[Exercise requirements]
Each line from the beginning of the data below through the line containing "box: [117, 220, 211, 383]" should be repeated exactly, please.
--- Dataset content Enclosed Below ---
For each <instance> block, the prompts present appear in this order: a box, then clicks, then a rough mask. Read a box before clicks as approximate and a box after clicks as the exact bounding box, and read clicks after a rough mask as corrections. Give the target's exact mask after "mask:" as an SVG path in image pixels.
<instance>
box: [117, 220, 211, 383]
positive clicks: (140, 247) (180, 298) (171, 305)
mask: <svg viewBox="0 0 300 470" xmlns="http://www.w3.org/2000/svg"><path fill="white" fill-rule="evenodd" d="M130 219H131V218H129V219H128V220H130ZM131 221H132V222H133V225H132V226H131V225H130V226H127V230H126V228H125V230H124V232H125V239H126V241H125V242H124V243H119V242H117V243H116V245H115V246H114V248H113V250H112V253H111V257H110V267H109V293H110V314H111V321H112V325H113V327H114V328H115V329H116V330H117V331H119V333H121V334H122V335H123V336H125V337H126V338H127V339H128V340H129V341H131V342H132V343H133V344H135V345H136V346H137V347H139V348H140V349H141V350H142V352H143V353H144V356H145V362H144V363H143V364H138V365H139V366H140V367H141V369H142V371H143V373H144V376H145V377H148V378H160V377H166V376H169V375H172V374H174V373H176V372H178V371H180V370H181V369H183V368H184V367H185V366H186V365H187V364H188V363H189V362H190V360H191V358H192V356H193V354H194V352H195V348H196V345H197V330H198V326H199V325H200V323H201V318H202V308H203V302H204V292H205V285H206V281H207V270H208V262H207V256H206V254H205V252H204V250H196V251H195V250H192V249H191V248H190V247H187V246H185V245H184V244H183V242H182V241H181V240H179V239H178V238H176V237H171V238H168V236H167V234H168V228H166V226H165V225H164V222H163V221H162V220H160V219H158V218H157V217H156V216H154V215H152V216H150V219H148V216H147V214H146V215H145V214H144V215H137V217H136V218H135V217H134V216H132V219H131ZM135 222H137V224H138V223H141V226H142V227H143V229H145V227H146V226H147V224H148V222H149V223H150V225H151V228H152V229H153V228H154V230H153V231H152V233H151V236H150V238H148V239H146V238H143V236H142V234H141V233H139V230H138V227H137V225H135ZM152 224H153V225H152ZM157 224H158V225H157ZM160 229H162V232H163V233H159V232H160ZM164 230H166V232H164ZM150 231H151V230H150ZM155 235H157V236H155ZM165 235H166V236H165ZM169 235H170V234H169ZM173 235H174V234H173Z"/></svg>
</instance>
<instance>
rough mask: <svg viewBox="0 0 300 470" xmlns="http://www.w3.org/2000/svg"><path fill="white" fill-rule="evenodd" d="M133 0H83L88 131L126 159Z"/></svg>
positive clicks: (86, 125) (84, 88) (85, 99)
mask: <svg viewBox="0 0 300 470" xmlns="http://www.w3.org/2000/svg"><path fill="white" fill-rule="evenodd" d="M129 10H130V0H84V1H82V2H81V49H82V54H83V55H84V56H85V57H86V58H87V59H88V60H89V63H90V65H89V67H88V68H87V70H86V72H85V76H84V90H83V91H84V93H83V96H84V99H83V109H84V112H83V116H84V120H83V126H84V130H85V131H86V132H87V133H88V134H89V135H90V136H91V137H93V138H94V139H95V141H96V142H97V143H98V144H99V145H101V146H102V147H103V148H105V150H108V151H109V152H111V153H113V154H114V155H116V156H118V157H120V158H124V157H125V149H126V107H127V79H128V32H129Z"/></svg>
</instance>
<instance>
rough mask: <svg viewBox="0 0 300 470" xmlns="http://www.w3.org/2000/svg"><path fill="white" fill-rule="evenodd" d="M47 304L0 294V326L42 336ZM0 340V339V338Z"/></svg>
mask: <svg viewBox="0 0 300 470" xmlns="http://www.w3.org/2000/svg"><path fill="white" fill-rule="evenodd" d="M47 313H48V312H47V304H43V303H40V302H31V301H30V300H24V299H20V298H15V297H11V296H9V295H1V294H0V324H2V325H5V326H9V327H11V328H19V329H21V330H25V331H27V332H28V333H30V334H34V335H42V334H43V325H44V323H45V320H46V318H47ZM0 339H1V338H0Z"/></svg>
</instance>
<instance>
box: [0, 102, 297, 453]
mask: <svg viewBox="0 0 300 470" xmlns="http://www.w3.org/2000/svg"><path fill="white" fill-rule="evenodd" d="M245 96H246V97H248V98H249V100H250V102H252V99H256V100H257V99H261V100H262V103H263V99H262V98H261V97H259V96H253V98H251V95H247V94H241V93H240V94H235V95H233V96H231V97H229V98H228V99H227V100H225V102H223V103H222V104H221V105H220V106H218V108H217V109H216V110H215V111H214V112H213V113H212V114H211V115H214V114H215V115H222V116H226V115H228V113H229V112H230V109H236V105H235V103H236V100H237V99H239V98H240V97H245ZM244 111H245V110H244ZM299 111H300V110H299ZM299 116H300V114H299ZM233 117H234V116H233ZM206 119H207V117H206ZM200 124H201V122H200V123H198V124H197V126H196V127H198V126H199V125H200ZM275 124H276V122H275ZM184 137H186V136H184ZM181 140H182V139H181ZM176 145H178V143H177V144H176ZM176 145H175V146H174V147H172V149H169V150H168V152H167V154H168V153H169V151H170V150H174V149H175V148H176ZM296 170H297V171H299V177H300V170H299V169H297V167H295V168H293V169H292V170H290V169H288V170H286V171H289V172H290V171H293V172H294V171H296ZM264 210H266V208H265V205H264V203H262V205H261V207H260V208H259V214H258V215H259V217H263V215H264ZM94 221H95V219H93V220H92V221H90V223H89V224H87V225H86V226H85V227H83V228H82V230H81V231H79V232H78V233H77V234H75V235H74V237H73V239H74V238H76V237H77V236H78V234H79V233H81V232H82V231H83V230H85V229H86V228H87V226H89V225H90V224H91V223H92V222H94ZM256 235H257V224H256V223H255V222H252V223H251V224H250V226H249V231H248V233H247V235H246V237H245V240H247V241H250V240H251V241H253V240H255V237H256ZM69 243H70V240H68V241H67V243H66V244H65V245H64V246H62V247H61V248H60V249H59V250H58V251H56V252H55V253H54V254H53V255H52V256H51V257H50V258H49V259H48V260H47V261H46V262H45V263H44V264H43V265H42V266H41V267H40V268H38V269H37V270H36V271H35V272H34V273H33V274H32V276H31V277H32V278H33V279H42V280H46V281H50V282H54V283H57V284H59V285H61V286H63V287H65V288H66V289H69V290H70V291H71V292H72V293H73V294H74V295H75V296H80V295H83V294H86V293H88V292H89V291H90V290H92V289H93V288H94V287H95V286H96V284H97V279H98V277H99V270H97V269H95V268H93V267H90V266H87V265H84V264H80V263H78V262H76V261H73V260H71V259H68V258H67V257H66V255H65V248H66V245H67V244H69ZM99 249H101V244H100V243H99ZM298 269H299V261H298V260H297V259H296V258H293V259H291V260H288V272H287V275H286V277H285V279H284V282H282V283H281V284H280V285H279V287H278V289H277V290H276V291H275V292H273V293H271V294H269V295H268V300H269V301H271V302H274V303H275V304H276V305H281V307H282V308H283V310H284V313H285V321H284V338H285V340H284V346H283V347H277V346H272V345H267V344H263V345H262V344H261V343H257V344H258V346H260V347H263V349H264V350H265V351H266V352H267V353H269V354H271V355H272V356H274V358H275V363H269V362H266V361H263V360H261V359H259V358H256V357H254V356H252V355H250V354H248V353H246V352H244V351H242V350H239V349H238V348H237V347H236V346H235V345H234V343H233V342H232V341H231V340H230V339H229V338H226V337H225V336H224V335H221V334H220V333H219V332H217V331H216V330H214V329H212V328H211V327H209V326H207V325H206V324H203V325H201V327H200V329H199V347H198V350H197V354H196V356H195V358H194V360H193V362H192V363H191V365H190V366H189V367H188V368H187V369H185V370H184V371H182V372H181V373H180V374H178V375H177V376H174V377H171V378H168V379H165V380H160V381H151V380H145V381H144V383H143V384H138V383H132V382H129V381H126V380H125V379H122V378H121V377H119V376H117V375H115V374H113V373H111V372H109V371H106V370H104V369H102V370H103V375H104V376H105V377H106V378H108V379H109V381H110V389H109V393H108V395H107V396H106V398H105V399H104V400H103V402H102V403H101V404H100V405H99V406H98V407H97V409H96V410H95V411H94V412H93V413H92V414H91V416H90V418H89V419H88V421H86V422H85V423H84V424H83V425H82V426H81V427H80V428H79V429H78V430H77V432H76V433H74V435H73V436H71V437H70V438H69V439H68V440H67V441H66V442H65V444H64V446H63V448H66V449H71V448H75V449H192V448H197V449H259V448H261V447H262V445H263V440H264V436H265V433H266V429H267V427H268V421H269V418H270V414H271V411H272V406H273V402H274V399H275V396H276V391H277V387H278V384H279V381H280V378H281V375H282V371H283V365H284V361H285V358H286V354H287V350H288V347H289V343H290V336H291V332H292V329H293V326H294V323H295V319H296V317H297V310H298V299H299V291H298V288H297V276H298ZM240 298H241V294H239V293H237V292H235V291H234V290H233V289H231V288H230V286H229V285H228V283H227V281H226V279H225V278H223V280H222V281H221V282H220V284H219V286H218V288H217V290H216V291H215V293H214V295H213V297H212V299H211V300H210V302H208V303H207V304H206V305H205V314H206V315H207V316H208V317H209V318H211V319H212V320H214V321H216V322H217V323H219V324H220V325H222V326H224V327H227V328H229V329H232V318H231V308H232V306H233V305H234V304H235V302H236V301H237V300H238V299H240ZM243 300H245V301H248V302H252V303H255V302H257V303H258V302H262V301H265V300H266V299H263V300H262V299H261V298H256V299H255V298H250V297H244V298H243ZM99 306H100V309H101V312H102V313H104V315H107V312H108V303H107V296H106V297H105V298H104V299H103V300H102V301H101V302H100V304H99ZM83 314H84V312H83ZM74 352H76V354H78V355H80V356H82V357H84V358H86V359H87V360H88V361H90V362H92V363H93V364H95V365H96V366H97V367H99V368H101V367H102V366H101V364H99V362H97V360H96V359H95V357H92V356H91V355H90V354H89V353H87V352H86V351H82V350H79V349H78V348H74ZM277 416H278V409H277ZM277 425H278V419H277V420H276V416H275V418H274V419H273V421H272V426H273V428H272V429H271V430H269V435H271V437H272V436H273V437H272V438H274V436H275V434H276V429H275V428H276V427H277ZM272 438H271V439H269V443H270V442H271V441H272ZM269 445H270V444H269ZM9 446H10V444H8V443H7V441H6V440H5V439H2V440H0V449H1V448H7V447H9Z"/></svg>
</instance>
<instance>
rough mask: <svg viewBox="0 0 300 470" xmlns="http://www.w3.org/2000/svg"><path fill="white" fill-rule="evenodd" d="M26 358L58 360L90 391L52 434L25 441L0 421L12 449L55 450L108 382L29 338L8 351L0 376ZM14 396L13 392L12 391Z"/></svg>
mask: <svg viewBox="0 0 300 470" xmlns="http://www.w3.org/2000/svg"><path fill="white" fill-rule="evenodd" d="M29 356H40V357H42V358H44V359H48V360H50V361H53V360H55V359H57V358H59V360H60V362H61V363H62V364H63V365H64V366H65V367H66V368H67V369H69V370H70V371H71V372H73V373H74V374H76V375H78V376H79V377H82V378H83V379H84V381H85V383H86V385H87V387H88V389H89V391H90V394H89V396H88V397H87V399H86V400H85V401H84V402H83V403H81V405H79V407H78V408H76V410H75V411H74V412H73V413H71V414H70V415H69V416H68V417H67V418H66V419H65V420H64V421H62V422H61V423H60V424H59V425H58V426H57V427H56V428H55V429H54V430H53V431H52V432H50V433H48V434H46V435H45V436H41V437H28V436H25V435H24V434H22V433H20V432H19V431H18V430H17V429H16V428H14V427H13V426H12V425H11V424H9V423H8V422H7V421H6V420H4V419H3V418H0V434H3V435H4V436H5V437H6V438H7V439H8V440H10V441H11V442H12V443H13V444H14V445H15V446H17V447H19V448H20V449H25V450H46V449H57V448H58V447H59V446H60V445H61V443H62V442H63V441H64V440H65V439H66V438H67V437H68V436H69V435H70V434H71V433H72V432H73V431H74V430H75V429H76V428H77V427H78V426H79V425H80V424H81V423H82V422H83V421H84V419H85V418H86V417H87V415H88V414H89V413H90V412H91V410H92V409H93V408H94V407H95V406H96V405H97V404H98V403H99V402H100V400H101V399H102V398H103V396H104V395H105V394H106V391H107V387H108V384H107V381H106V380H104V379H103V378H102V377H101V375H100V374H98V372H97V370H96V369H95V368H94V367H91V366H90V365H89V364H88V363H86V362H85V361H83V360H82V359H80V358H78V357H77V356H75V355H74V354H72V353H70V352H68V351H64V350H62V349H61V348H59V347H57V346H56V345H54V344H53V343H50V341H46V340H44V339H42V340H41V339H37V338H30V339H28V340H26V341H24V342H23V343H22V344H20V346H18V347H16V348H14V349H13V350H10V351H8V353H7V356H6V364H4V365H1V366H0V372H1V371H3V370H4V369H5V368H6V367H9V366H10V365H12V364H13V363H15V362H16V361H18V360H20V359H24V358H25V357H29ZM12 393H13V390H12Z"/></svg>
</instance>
--- End of Enclosed Dataset content ---
[Your solution]
For each <instance> block, the prompts present appear in this order: a box, then clicks, then a rough mask. Read a box before clicks as approximate and a box after clicks as the exact bounding box, and read clicks after a rough mask as corrections. Give the target's exact mask after "mask:" as an SVG path in image pixels.
<instance>
box: [117, 220, 211, 383]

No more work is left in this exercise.